EXCERPT PROVIDED>
::::::

To my birthday this week I got many wonderful presents. One of them was a notebook for my writing, given to me by one of my dearest friends, my mother-in-law. It contains the following quote on its cover:

“Das Glück ist ein Schmetterling. Jag ihm nach, und er entwischt dir.
Setz dich hin, und er lässt sich auf deiner Schulter nieder.“
Anthony de Mello

Interpretation:

„Happiness is a butterfly. Try to catch it, and it escapes.
Sit down, and it settles on your shoulder.”
Anthony de Mello

Going to the hospital for a planned C-Section meant a lot of sitting and lying down for me. Physically. My thoughts were racing. At least part of the time. During the other part, I was discovering people and surroundings around me, and my own experiences. And during this other part was when I felt most satisfied and happy. And excited about what I was discovering.

Did you know that when you haven’t eaten and drunk anything for some time, you first become hungry and only after that thirsty? And that when you become really thirsty, the feeling of hunger goes away or at least steps into the background? I might have read or heard about this before, but this time while waiting for a planned surgery, first surgery in my life, I experienced this as something completely new to me.

I had many discoveries and realizations during this stay at the hospital. The largest share of them, which was also the most beautiful, was after Emma’s birth and made together with her.

One of the most impressive experiences was the realization that Emma could teach me how to be present, to be in the moment and to be led by one’s instincts. Because they, the instincts, rule her life now, and not any, even the slightest of thoughts. Emma sleeps when she is tired, cries when hungry or needs a diaper to be changed, or simply unsecure and needs protection and being held in her father’s or my arms.

She is like a beautiful flower, robust and fragile at the same time, depending on the strength of the winds blowing at her. Like a flower, she is fully unaware of her beauty and her innocent wisdom.

This impressive experience mentioned above contained a sweet and wise behaviour on Emma’s side, which I was lucky to observe. After a meal and with clean, dry and warm diaper and clothes Emma lied contented in my arms and watched me. On that day I changed the hospital robes to my private clothes. I had a white and navy striped shirt on with a navy cardigan on top of it. At some point I noticed, how my daughter was looking at my shirt, at my cardigan and finally at the white wall behind me, then back again. She did this many times in various combinations of these three points of her interest. I realized that she was observing the contrasts in front of her. Since the hospital clothes where all white, these contrasts were new to her. So she took a long and good look examining them again and again.

In her comment to my previous blog post /true-wealth/, my dear friend Marcy has referred to the advice her doctor gave her one day:

“Stop, and smell the roses!”

What a wonderful advice!

And my sweet little daughter added another by her ability to be curious about something and study it thoroughly. This is how I imagine Emma formulating her advice:

“Go back and smell the roses again!”

Picture: the most beautiful flower in the world. My sweet Emma.

::::::

DATA FOR ANALYSIS>
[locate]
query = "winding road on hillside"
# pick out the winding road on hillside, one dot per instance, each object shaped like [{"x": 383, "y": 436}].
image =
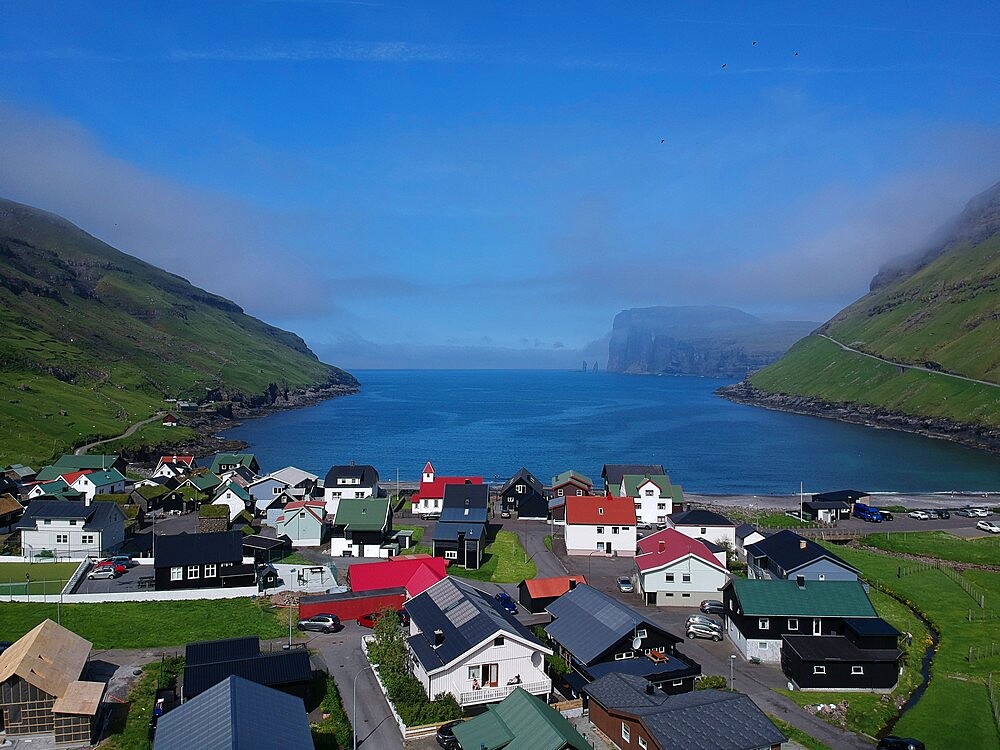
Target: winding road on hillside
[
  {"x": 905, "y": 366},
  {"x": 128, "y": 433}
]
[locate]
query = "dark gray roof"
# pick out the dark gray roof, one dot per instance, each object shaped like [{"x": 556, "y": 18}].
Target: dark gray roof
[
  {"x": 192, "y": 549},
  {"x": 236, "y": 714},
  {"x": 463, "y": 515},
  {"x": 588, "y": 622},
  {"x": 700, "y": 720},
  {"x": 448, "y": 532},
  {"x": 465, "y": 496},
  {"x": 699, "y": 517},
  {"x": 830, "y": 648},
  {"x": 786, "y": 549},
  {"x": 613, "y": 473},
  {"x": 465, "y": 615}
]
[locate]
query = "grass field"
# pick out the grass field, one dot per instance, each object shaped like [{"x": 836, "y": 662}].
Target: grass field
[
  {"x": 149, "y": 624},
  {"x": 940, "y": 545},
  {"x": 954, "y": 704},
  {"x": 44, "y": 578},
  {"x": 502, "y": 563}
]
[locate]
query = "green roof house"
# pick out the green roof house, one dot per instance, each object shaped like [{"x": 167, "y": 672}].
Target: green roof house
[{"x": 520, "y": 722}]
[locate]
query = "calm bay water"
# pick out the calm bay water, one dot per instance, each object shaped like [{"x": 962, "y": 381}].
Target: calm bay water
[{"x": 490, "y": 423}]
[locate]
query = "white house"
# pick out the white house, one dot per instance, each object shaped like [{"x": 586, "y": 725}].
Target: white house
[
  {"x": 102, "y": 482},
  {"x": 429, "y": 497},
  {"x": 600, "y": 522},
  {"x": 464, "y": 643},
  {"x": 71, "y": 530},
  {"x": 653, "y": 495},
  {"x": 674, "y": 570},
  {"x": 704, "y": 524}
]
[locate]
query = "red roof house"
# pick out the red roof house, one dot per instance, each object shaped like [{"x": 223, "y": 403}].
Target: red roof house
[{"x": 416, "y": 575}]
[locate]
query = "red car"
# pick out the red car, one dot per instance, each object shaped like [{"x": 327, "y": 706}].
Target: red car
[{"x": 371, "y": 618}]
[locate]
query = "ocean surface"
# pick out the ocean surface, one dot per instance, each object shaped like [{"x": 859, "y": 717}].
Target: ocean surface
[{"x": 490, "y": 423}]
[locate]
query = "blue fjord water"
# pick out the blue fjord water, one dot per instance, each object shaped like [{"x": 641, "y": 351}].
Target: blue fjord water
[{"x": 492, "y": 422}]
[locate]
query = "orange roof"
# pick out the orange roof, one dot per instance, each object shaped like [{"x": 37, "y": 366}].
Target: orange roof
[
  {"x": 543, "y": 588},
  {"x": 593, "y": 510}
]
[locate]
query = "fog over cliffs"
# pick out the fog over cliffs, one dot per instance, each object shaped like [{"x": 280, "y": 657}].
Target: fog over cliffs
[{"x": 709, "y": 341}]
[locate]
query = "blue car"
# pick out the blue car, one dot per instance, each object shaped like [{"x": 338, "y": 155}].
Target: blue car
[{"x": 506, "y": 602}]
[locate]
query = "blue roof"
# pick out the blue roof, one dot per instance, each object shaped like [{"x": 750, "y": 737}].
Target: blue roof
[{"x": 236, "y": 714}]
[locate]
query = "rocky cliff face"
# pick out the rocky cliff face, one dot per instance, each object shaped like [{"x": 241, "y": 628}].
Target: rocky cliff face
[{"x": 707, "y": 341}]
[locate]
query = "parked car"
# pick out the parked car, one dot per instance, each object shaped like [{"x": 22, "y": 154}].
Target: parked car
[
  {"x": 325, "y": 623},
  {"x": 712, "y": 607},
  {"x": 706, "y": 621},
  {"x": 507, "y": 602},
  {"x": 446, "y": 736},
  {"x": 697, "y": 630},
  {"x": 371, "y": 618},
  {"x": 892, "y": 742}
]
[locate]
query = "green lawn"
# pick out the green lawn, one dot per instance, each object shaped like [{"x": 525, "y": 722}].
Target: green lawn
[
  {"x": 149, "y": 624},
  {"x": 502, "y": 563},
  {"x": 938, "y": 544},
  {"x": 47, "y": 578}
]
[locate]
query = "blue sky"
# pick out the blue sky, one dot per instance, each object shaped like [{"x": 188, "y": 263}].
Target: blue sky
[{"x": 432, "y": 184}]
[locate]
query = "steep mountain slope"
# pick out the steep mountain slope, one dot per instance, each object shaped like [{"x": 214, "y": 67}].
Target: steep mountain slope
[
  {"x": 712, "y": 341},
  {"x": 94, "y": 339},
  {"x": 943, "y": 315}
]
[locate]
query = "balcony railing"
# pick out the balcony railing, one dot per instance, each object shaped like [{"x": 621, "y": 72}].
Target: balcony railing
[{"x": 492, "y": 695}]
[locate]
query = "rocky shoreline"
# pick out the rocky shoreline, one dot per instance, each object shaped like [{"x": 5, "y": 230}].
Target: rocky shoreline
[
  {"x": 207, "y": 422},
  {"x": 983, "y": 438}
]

::::::

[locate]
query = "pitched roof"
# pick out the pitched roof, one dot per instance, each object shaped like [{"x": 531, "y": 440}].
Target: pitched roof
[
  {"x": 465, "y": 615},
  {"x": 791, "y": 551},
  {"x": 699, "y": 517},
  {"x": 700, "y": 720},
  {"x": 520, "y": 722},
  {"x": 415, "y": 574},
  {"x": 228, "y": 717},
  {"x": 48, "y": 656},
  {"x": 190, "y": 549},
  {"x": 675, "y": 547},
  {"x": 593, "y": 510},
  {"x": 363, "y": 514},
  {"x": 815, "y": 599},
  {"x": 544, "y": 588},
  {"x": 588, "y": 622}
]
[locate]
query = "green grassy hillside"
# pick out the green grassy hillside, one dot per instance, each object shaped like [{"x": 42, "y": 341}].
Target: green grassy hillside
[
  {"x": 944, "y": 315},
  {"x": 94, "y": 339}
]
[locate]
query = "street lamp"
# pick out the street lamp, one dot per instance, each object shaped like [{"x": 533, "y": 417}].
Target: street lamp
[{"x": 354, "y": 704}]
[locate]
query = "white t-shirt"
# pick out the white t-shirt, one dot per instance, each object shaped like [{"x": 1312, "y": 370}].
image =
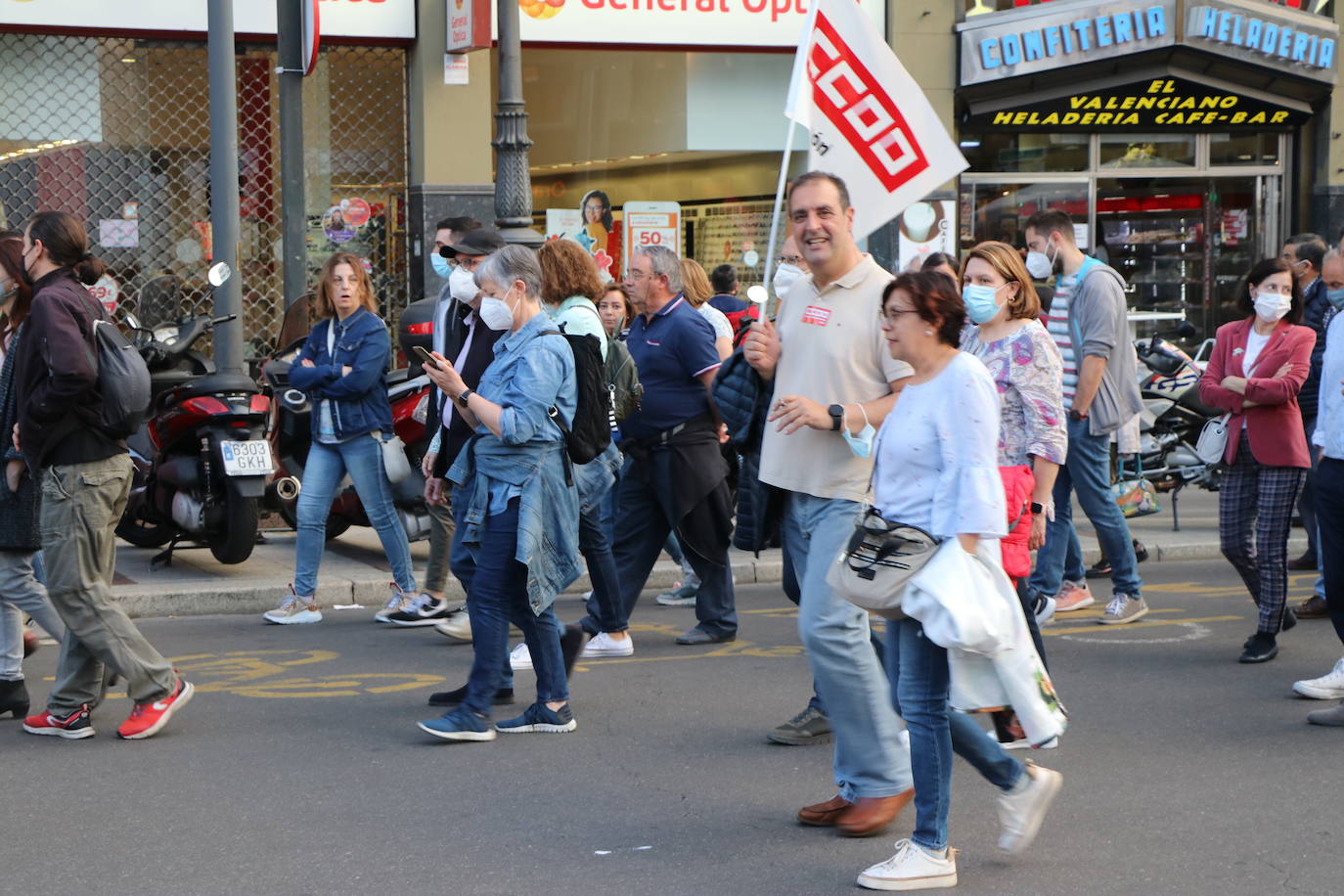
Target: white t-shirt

::::::

TASK TO COMPLETE> Please say what advice Marcy's doctor gave her, according to the blog post about Emma.

REPLY> "Stop, and smell the roses!"